### Alıntı:
· · · · · · ·
Davalıya usulüne uygun dava dilekçesi, duruşma gün ve saati tebliğ edilmiş, davalı vekili vermiş olduğu cevap dilekçesinde; müvekkili şirket tarafından keşide edilen … 50. Noterliğinin … tarih ve … yevmiye sayılı fesih ihtarnamesinde de açıkça belirtildiği üzere davalı şirket tarafından sözleşmeye aykırı olarak iskonto bedelleri ve sair adlar altında yüksek bedeller tahsil edilmeye başlandığını ve daha önce yapılan ödemelerin yapılmadığını ve bu yolla müvekkili şirketin taşınmaz üzerindeki bayilik faaliyetinin ticareten iflasın eşiğine geldiğini bu konuda davacı şirket ile yapılan tüm görüşmelerde bu haksızlıkların ve sözleşmeye aykırılıkların en kısa zamanda giderileceğinin iletildiğini bu konuda hiçbir düzenleme yaşanmadığını, taraflar arasında kiracılık ilişkisi hukukunda özel olarak düzenlenme olduğunu bu nedenle mahkemeler tarafından fesihine yada geçersizliğine karar verilmeden yürürlükte olduğunu, dolayısıyla da ortada bir kira sözleşmesi bulunmakta iken müvekkili şirketin taşınmazı teslim etmesi zorunluluğu bulunmadığını, müvekkili şirketin davacı şirket ile arasındaki ticari ve hukuki ilişkinin sunulan Alt Kira Sözleşmesinden de anlaşılacağı üzere yalnızca bayilik ilişkisi ile sınırlı olmayarak bayilik ilişkisi dışında taraflar arasında ayrıca kiracılık ilişkisinde bulunmadığını, Akaryakıt sektörünün mevzuatı kapsamında davacı şirketin iddia ettiği gibi yalnızca bayi olarak faaliyet gösterilmesi için taraflar arasında kiracılık ilişkisi kurulmasına gerek bulunmadığını gibi sadece Bayilik Sözleşmesi akdedilmesi ile bu faaliyetin gösterilebildiğini, bu nedenle de EPDK ya davacı gibi tüm dağıtım şirketleri TİP Bayilik Sözleşmesini sunduklarını Tip bayilik Sözleşmesini akdediklerini ile bayilik faaliyetini yürütmekte olduğunu, haksız ve hukuka aykırı davanın reddine, yargılama gideri ve ücreti vekaletin davacıya yükletilmesine karar verilmesini talep etmiştir.
Davalı tarafından … 5. Asliye Ticaret Mahkemesinin … Esas Sayılı dosyası ile dava konusunun aynı olduğu bir davanın daha olduğu, birleştirme talebinde bulunulduğundan … 5. Asliye Ticaret Mahkemesinin … Esas sayılı dosyası celp edilmiş, tetkikinden; davacısının … A.Ş. ile davalısının da … ve Tic. A.Ş. Olduğu, taraflar arasındaki uyuşmazlık konusunun davacının Tuzla’da kiralamış olduğu taşınmazın davalıya bayii olarak işletilmesi amacı ile teslim edildiği, bayilik sözleşmesinin 24/04/2017 tarihli ihtarname ile fesih edildiği, fesihin haklı olup olmadığı şeklinde ön inceleme tutanağı ile belirlendiği, davanın 08/05/2017 tarihinde açıldığı, dilekçe teatilerinin tamamlandığı, dava açılış tarihi ve dosya kapsamı bakımından mahkememiz dosyasından daha ileri bir aşamada olduğu anlaşılmıştır.
· · · · · · ·
### Görev 1:
Alıntının ilk paragrafının sonunda davalı vekilinin mahkemeden karar verilmesini istediği hususları sıralayın.
Alıntı ile kayıtlar birbirinden bağımsız malzemelerdir.

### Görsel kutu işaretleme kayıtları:
· · · · · · ·
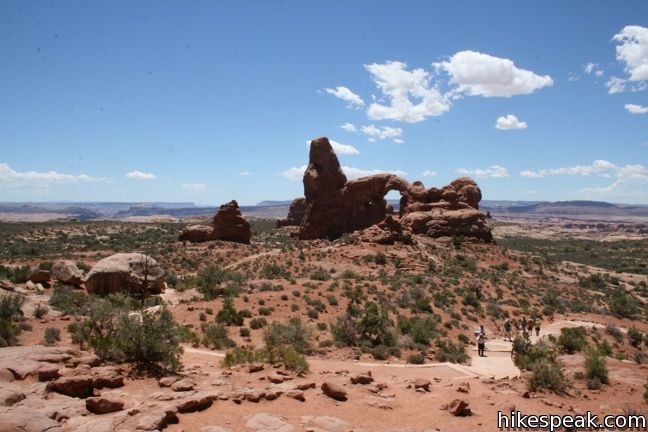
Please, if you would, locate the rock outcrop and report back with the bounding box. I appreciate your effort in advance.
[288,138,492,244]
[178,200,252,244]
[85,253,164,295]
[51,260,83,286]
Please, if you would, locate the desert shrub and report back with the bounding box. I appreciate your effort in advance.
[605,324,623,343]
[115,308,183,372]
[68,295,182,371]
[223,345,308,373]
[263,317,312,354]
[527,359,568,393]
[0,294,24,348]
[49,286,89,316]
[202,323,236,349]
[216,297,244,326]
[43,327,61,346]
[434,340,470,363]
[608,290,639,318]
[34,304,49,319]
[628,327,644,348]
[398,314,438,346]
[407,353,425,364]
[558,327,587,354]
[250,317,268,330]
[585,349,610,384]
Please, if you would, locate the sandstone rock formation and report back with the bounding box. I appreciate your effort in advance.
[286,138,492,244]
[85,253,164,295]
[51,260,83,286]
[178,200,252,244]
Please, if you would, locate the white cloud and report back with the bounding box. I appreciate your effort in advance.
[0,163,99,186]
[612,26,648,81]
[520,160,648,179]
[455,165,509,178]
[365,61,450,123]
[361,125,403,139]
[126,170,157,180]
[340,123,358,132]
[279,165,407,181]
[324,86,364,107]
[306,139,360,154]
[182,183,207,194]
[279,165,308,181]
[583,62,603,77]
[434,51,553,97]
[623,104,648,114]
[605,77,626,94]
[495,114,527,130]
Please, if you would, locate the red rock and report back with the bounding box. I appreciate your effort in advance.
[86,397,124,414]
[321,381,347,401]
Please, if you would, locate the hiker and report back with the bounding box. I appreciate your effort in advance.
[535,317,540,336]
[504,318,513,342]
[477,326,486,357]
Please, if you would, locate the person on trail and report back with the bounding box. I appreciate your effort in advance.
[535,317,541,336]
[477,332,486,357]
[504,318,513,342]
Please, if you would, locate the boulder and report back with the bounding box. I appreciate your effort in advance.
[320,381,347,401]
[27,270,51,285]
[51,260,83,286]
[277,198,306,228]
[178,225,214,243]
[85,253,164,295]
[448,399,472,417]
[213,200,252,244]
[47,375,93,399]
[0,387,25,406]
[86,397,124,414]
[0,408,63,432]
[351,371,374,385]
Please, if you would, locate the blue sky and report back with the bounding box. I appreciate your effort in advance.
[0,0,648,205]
· · · · · · ·
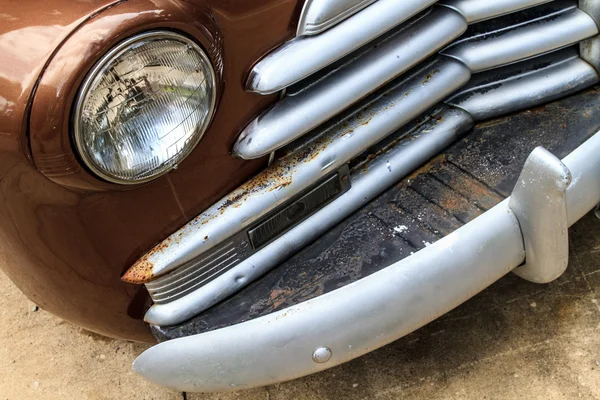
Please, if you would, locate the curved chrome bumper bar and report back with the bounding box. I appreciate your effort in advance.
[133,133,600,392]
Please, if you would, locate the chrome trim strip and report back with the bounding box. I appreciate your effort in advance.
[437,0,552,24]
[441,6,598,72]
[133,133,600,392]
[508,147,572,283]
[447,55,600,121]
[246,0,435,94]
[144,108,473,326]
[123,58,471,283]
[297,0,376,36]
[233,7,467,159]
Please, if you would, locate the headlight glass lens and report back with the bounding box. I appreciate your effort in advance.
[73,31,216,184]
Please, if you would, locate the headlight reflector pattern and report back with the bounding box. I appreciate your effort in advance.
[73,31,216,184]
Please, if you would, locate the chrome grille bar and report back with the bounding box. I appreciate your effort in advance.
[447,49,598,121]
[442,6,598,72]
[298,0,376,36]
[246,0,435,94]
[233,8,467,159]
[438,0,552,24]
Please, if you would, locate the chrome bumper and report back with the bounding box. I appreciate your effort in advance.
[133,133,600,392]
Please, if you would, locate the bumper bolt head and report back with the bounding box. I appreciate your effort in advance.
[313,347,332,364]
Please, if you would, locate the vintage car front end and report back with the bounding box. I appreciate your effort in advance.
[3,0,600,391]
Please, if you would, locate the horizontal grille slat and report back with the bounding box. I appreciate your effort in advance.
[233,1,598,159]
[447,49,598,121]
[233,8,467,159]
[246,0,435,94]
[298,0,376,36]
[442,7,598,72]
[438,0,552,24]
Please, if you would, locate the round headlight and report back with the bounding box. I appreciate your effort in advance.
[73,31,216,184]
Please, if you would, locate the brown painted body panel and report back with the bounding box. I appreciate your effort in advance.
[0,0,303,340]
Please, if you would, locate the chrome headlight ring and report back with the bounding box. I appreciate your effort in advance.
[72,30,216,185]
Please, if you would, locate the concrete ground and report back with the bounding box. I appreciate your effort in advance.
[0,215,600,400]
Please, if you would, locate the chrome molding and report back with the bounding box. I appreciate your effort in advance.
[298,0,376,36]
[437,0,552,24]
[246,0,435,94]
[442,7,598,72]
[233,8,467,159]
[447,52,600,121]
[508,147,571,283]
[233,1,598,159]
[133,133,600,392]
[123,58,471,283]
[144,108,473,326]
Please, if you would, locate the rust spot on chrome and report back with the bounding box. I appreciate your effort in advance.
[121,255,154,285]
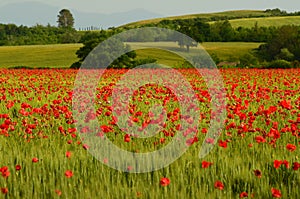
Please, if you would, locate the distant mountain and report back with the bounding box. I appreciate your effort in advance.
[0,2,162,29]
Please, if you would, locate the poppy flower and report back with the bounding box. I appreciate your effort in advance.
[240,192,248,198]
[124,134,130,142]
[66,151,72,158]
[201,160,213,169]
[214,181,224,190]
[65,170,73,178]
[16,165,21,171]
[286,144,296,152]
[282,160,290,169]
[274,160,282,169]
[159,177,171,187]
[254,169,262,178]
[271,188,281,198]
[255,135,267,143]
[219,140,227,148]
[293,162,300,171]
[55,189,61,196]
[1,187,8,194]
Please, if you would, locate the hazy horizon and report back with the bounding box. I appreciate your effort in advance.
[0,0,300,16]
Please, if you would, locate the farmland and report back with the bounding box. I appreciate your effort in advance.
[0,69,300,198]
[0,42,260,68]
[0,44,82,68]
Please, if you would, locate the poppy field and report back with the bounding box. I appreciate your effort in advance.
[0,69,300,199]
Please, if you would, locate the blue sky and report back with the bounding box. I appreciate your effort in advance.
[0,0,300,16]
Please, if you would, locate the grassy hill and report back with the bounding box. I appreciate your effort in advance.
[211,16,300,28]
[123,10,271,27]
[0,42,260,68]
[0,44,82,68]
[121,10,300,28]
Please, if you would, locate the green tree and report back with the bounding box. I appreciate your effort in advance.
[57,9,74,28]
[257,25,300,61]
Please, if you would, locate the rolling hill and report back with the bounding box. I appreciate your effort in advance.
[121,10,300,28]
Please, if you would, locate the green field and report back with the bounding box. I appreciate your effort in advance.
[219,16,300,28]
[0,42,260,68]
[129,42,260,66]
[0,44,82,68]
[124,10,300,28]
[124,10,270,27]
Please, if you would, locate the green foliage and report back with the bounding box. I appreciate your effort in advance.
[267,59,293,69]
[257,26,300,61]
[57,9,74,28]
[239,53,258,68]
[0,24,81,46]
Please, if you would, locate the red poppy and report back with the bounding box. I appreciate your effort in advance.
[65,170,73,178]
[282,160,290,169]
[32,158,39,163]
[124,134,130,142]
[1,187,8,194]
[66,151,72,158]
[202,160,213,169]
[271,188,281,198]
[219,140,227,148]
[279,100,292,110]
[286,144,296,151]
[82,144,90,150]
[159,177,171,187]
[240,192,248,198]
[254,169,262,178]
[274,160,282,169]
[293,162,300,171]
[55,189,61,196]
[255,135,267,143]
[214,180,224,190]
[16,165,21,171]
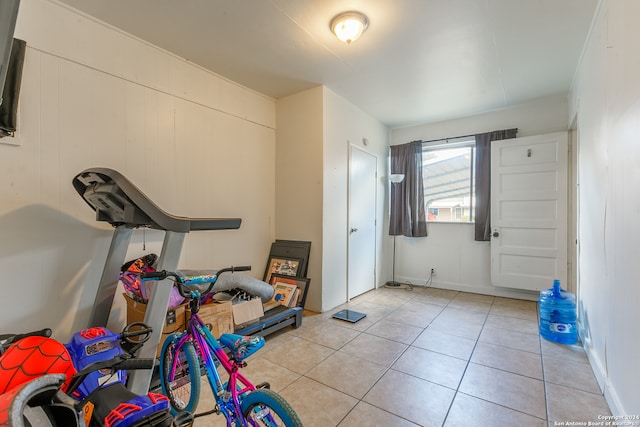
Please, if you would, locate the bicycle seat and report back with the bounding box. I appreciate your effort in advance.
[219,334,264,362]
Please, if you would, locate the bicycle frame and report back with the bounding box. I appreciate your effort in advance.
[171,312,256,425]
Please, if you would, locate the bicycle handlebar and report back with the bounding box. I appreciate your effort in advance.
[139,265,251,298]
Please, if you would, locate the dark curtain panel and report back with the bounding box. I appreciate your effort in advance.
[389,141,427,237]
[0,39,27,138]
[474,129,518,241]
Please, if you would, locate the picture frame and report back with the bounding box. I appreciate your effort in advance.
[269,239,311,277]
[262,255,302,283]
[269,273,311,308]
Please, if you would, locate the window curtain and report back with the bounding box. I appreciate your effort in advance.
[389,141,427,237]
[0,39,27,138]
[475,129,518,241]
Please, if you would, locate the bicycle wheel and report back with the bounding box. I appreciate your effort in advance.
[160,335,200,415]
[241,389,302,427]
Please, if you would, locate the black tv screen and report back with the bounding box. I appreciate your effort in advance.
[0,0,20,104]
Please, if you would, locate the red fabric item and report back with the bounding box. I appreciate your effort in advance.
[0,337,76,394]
· · · · · · ·
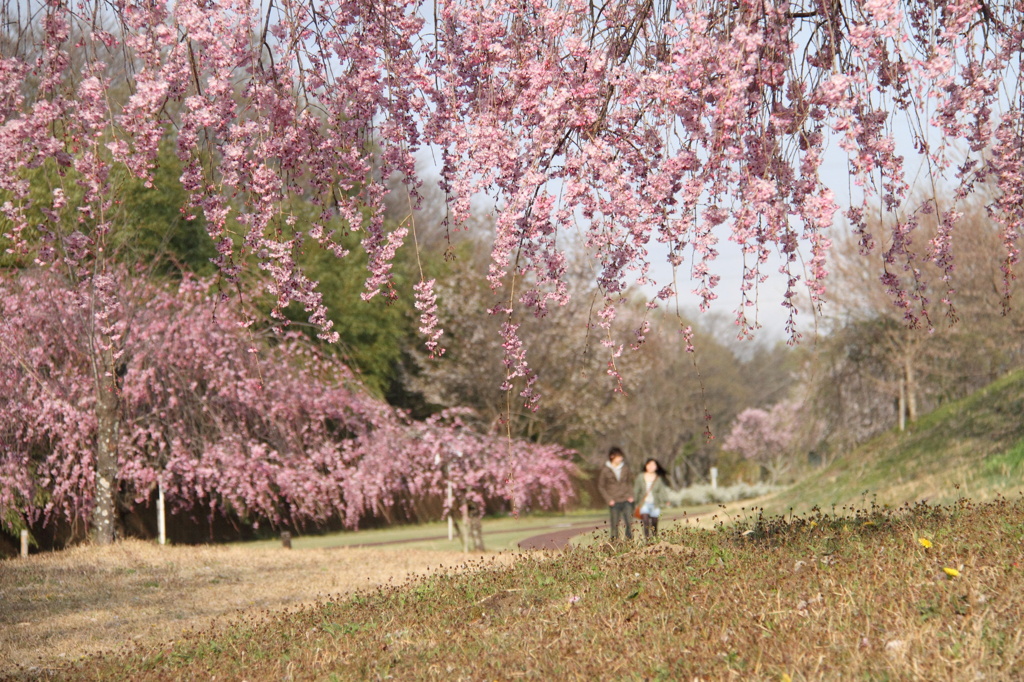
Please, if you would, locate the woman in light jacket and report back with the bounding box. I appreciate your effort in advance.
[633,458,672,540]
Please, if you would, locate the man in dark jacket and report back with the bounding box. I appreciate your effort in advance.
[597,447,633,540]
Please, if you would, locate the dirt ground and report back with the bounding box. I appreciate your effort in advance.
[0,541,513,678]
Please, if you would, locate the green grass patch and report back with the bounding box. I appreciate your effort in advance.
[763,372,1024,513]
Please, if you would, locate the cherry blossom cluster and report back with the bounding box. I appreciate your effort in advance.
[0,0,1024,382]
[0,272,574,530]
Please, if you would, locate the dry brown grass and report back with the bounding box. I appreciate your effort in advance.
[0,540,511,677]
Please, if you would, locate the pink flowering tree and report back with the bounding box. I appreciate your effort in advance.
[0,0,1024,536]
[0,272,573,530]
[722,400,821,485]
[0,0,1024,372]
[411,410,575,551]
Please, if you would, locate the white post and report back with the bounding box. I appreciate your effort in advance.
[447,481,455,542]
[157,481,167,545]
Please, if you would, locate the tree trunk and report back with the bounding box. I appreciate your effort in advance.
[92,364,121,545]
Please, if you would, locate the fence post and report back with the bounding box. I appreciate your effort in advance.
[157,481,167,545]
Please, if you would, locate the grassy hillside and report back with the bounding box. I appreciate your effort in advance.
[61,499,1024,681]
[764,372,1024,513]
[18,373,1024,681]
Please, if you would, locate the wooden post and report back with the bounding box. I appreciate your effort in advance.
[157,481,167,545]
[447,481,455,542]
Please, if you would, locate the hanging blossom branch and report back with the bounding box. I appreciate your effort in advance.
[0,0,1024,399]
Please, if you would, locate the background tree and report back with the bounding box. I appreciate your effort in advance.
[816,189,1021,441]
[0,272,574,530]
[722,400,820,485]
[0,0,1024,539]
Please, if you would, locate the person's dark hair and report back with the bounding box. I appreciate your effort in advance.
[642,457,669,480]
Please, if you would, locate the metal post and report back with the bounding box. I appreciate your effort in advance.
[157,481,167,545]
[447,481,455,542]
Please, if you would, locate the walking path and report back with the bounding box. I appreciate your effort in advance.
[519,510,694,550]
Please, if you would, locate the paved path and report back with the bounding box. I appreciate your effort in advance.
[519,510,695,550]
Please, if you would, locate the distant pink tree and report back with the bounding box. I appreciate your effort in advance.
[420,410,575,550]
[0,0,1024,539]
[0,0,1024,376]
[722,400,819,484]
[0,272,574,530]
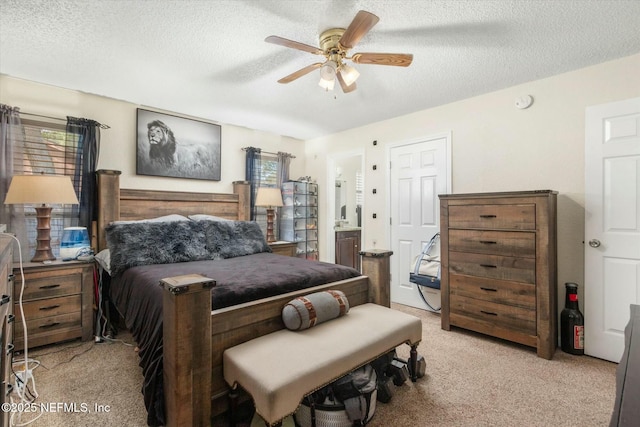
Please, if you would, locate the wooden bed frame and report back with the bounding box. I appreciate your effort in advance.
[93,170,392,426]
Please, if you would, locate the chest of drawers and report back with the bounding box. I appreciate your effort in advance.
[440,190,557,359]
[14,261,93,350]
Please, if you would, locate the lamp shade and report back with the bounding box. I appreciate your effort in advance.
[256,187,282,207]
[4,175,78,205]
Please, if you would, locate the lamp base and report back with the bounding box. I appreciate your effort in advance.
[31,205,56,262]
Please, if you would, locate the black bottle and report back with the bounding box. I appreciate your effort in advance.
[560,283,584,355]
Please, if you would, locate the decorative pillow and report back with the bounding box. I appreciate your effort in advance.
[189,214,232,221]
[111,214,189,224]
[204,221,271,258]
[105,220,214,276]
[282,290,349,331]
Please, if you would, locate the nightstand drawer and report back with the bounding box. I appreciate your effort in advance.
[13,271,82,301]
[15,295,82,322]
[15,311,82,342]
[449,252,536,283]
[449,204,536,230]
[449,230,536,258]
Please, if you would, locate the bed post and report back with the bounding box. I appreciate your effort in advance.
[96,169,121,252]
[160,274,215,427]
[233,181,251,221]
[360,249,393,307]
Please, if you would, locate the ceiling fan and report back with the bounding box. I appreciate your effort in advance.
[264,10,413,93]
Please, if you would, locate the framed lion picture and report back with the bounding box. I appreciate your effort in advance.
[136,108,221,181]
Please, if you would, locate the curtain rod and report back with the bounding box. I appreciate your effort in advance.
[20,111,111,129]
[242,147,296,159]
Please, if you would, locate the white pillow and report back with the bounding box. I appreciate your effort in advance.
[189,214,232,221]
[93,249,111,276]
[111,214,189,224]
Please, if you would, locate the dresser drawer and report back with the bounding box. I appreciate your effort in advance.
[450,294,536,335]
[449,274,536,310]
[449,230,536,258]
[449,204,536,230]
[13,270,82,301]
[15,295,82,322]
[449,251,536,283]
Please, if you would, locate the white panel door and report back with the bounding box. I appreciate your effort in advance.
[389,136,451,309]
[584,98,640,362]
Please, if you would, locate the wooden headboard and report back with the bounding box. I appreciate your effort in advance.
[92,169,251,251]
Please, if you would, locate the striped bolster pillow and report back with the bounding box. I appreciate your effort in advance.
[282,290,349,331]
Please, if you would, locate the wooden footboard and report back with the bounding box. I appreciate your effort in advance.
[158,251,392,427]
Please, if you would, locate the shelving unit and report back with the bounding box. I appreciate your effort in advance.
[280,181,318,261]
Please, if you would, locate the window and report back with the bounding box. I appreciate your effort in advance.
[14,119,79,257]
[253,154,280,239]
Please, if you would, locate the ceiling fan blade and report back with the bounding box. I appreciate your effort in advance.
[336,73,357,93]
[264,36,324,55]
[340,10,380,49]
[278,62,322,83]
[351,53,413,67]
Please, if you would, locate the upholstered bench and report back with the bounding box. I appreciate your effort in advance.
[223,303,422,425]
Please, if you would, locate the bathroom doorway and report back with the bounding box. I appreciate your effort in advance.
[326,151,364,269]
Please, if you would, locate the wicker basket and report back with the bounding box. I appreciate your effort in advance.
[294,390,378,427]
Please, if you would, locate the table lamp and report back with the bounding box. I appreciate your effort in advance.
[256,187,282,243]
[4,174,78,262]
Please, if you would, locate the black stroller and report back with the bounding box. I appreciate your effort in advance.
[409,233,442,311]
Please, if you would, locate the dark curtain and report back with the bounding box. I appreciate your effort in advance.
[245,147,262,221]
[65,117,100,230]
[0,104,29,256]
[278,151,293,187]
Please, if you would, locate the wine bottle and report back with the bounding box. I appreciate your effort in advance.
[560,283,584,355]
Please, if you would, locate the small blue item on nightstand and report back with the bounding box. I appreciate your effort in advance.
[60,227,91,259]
· · · · · · ·
### Görev 2:
Kayıtlarda "ceiling" dizesinin geçtiği satır sayısını söyleyin; yalnızca sayıyı yazın.

### Görev yanıtı 1:
Davanın reddi; yargılama giderinin davacıya yükletilmesi; vekalet ücretinin davacıya yükletilmesi.

### Görev yanıtı 2:
2